Collected data entries:
┌──

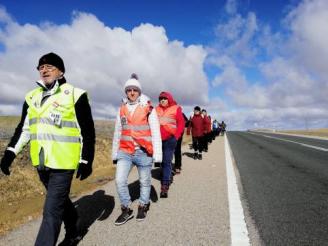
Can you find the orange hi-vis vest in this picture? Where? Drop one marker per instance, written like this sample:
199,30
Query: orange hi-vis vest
135,129
167,118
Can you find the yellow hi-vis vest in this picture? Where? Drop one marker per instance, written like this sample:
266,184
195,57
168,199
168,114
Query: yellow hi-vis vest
54,129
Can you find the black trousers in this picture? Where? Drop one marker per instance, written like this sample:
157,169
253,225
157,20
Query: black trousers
205,142
177,154
57,207
197,144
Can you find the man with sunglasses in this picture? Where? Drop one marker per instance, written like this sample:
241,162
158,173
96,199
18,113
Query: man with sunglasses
56,118
136,141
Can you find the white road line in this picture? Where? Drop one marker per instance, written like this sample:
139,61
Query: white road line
290,141
238,229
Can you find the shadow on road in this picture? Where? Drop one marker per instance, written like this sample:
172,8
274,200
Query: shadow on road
90,208
134,189
188,154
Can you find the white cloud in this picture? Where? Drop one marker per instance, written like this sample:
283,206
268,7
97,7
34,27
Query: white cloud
100,59
293,87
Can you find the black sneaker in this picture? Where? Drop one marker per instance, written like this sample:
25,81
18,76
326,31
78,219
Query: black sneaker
142,212
164,191
125,216
71,240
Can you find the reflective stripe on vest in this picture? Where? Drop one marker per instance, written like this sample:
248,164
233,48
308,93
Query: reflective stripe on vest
167,118
135,129
55,141
57,138
48,121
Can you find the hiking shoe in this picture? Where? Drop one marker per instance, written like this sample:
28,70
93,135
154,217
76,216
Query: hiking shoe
125,216
71,240
142,212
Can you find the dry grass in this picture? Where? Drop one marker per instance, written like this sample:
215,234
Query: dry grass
22,194
311,132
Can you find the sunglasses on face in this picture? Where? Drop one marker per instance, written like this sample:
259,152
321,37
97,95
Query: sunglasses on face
130,90
46,67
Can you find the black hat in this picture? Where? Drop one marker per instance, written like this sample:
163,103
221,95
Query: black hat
197,108
52,59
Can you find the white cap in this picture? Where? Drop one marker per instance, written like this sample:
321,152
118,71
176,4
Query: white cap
132,83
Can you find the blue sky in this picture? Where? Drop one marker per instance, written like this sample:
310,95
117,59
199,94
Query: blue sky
248,62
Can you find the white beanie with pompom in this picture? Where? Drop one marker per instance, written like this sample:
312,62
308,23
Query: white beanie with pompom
132,83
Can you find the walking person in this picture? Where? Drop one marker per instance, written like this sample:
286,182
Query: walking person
172,127
56,119
177,152
137,141
207,130
197,128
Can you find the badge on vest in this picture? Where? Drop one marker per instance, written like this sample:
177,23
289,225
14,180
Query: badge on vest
56,118
124,121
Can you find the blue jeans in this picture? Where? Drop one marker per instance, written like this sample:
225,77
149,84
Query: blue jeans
168,147
125,161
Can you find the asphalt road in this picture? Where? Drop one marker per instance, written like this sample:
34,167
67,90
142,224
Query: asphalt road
285,186
195,213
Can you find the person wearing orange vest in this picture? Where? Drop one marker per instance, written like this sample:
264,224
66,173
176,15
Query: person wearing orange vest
172,126
136,141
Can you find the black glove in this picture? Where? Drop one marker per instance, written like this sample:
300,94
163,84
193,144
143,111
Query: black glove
157,164
83,171
6,161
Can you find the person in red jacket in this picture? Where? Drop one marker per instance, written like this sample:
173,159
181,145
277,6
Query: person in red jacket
172,126
197,128
207,130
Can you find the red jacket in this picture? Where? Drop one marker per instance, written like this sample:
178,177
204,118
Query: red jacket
207,120
197,125
180,123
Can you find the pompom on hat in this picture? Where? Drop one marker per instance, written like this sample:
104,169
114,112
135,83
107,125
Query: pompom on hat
132,83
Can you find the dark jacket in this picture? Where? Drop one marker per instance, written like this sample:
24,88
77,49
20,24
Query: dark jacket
179,118
197,126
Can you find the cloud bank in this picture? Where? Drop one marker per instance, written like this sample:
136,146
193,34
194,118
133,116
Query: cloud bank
99,59
291,86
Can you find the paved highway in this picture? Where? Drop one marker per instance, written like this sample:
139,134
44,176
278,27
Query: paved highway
284,186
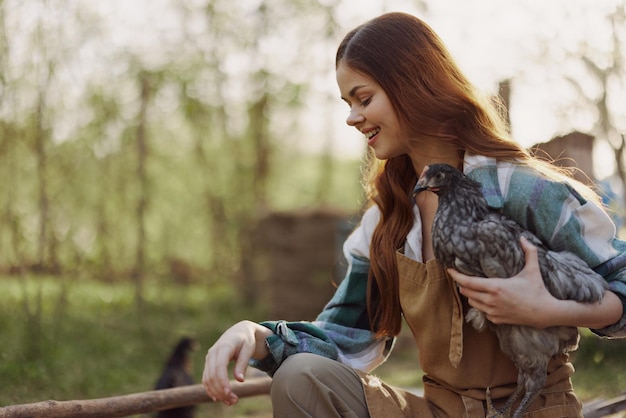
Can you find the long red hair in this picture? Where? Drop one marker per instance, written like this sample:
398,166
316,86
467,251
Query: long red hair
430,95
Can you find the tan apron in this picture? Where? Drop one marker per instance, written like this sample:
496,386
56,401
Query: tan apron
459,363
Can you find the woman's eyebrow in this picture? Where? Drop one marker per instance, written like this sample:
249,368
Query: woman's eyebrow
354,90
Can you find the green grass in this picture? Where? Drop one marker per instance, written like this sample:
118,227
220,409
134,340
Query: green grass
87,339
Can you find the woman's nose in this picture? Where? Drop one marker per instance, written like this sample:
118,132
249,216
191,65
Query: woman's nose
354,117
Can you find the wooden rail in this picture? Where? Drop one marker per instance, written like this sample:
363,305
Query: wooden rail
136,403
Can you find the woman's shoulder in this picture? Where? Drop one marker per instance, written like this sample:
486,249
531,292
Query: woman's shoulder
358,242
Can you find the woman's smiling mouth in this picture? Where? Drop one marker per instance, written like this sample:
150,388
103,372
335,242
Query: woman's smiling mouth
371,135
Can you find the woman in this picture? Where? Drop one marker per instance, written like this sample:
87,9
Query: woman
415,108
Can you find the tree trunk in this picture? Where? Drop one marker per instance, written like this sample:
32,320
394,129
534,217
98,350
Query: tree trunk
142,155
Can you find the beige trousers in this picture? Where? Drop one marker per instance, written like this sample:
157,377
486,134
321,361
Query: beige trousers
308,385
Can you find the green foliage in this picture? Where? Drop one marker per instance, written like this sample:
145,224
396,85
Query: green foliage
91,340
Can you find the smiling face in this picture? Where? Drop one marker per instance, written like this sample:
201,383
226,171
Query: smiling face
371,112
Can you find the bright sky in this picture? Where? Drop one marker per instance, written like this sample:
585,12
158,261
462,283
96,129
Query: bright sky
527,40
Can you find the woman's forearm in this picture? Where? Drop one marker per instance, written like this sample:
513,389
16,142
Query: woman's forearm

└──

> _Aim_: Go through the material above and print all of it exactly, except the pictures.

> _Solution to this task_:
Can you find the orange hi-vis vest in this picture? Where? Drop one marker per instance, written like this sample:
199,30
Query: orange hi-vis vest
135,129
167,118
Can you find the yellow hi-vis vest in this picture? Where? Drop one marker per instance, written like this sample:
266,184
195,57
168,199
168,114
Query: yellow hi-vis vest
54,129
Can you find the black trousers in this picture? Where? Drop one marker per instance, written like this sample:
157,169
253,225
157,20
Query: black trousers
205,142
177,154
57,207
197,144
Can you find the man with sunglasses in this picture? Where? Drop one marker per instance, written like this sample:
241,162
158,173
96,199
18,113
Query: man with sunglasses
56,118
136,141
Can you find the white road line in this picture? Where? Drop one marker per instance, written like this sample:
139,61
Query: white road line
290,141
238,229
Can you find the shadow on road in this picture? Where? Drop one marker per instance, written like this sample:
172,8
274,200
Query: shadow on road
90,208
134,189
188,154
Can you find the white cloud in this picture? Where? Drop one marker per instance, written like this sample:
283,206
268,7
97,7
34,27
Query: white cloud
100,59
293,87
Can you find the black sneaker in this picture? Where? Drop one marker per instance, written like this sample:
25,81
18,76
326,31
78,219
Query: black sneaker
142,212
164,191
125,216
71,240
Can you find the reflective stripe on vest in this picture? Where? Drop one marker per instance, written like this sample:
248,164
233,48
308,93
Query: reflective stripe on vest
167,118
135,129
55,141
57,138
48,121
Can you find the hiking shoe in this picture? Where? Drop one marker per instance, written like this sample:
28,70
93,135
154,217
76,216
Query: hiking shoe
125,216
71,240
142,212
Can you find the dry grass in this picture? Where? Drop one marker per instance, written like this sample:
215,234
Query: dry grass
22,194
311,132
Can you find the sunglasses on face in this picture? Where? Drop one marker per instance, written like this sample:
259,152
321,37
97,95
Query: sunglasses on face
130,90
46,67
Can you find the black hat in this picture? Where? Drop one marker per instance, written like this sample:
163,103
221,95
Query: black hat
197,108
52,59
Can you find the white cap in this picture? Where? Drop one marker per instance, written like this sample:
321,152
118,71
176,4
Query: white cap
132,83
Can you find the blue sky in this picture? Where? Drop one marker per instance, written like this sample:
310,95
117,59
199,94
Query: blue sky
248,62
Can you find the white beanie with pompom in this picture? Where? Drop one marker per instance, written like this sample:
312,62
308,23
Query: white beanie with pompom
132,83
Can you find the walking person in this picture? Where? Drop one marker per instance, written like this sample:
286,182
Query: walking person
172,127
56,119
177,152
137,141
207,130
197,128
Can you find the badge on vest in this picture? Where? Drop one marker per instance, written like this sample:
177,23
289,225
14,180
Query: badge on vest
56,118
124,121
Can you find the blue jeans in this picture? Where? Drop one marker per instance, written like this sample:
225,77
149,84
Query: blue jeans
168,147
125,161
Can you find the asphalt road in this picture? Where? Drop one marker per instance, written like this sample:
34,167
67,90
142,224
Query: asphalt road
285,186
195,213
Can you find the person wearing orange vest in this picture? Where? Drop one marker per instance, written like this sample:
264,224
66,173
176,15
Query: person wearing orange vest
172,126
136,141
Can you find the black glove in this picture? Where? Drop one marker per instance, written like this sample:
300,94
163,84
193,144
143,111
Query: black glove
157,164
83,171
6,161
Can you find the person in red jacket in this picture? Where? Drop one marker per instance, written like this sample:
173,159
181,145
277,6
Query: person in red jacket
172,126
197,128
207,130
Can you find the red jacket in this picture? Where? Drop one marker per instance, written like this sample:
178,177
204,118
Query: red jacket
207,120
197,125
180,123
Can you find the pompom on hat in this picture? Where? Drop one marker per instance, written like this sample:
104,169
114,112
135,83
107,125
Query: pompom on hat
132,83
Can you find the dark jacket in this picture? Where? Drop one marker per instance, written like this sample:
24,88
77,49
20,24
Query: dark jacket
179,118
197,126
Can you find the cloud bank in this picture? Where? Drop one marker per instance, written like this sample:
136,146
193,34
194,118
133,116
Query: cloud bank
99,59
291,86
Can you find the paved highway in this picture? Where? Drop one marker per instance, written like this sample:
139,134
44,176
278,27
Query: paved highway
284,186
Can you find the long red hair in this picture? Where? Drop one marker per instance, written like this sample:
398,166
316,86
467,251
Query: long red hair
430,95
Can you find the tan apron in this picture? Where? Drop one marker per instance, written like this sample:
496,386
56,401
Query: tan apron
459,363
Can you find the woman's eyebrow in this picture? Where? Drop one marker per instance, written like this sample:
249,368
Query: woman's eyebrow
354,90
Can you find the green grass in this picture? Where? Drop one marker per instance, written like this sample:
118,227
220,409
134,340
Query: green grass
87,339
Can you find the woman's nose in this picture? Where? Drop one marker per instance, written like this sample:
118,132
249,216
191,65
Query: woman's nose
354,117
Can you find the wooden rail in this picture? Where? Drop one marker per instance, written like this sample:
363,305
Query: wooden rail
136,403
Can you find the woman's shoulder in this picture? Where? Drop one marker per instance, written like this sample:
486,249
531,292
Query: woman's shoulder
358,242
Can you find the woman's smiling mouth in this picture? Where? Drop one marker per instance, written like this sample:
150,388
103,372
335,242
Query: woman's smiling mouth
371,135
Can you find the woman in this picture? Where? Drop one marker per instance, written like this sample:
87,9
Query: woman
415,108
Can you find the tree trunk in this picture? Where? Drop one marker per instance, written like this sample:
32,320
394,129
534,217
98,350
Query: tree trunk
142,155
Can you find the beige trousers in this picture? Where? Drop one marker per instance, written like this sample:
157,377
486,134
321,361
Query: beige trousers
308,385
Can you find the green foliage in this picture? Where? Drop one marker per instance, written like this sample:
145,224
396,85
Query: green foliage
91,340
Can you find the smiling face in this picture? Where? Drop one marker per instance, written like this sample:
201,383
226,171
Query: smiling face
371,112
Can you find the bright sky in this picture? Where? Drop one marker per instance, written like this sample:
585,12
158,261
462,283
96,129
Query: bright sky
527,40
Can you find the woman's forearm in this picture? Where? Drop one marker per instance, written like this sample:
513,389
16,142
Query: woman's forearm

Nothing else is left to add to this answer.